━━━ TASK MATERIAL
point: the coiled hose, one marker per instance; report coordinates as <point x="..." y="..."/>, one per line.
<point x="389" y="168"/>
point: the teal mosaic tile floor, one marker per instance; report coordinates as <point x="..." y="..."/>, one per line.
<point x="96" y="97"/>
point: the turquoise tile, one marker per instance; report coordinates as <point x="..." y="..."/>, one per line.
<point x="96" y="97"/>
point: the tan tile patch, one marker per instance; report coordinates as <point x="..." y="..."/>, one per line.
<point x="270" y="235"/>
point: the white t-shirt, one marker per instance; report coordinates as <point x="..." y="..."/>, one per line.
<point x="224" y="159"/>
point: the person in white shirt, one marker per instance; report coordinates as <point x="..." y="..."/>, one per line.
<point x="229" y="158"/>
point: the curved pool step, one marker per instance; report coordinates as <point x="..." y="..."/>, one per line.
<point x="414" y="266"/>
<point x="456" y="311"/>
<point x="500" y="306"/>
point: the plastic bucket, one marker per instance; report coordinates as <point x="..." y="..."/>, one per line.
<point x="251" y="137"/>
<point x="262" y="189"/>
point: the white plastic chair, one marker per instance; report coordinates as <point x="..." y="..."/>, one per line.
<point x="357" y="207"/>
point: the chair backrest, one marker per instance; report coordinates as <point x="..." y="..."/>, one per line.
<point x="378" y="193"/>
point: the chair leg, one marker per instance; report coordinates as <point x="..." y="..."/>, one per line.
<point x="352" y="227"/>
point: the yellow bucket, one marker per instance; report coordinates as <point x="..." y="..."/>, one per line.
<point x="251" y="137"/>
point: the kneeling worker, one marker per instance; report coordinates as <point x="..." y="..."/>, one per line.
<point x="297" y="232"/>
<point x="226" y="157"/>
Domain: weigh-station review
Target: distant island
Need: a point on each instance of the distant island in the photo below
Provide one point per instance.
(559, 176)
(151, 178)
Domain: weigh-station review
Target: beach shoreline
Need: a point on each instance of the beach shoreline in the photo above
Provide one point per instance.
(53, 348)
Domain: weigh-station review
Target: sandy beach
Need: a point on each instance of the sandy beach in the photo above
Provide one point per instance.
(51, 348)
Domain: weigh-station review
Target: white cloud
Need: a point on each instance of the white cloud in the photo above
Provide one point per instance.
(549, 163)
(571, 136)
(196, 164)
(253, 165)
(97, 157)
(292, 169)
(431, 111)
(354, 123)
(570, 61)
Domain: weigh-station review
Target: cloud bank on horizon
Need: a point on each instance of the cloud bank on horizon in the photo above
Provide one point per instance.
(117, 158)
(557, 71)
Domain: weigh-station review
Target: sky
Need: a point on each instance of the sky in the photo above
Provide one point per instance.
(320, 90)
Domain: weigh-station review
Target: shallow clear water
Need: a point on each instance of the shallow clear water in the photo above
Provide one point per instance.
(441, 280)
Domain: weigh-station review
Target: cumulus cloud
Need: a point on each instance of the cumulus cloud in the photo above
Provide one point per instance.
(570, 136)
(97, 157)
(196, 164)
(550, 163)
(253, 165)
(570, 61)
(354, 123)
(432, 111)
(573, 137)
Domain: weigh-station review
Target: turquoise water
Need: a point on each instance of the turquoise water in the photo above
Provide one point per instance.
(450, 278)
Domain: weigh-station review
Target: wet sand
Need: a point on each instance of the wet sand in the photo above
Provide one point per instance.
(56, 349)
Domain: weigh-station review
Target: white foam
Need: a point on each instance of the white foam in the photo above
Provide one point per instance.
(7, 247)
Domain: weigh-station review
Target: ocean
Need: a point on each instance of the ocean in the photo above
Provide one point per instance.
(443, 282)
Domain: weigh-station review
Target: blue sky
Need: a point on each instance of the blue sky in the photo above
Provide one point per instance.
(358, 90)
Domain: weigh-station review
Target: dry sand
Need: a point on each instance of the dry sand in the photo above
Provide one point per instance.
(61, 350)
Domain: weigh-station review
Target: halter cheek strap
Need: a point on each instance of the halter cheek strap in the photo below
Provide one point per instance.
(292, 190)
━━━━━━
EXERCISE REQUIREMENTS |
In the entries above, find each line that includes the string "shallow" and copy it.

OUTPUT OF THE EXERCISE |
Target: shallow clear water
Need: a point on each instance of the shallow clear water in the photo above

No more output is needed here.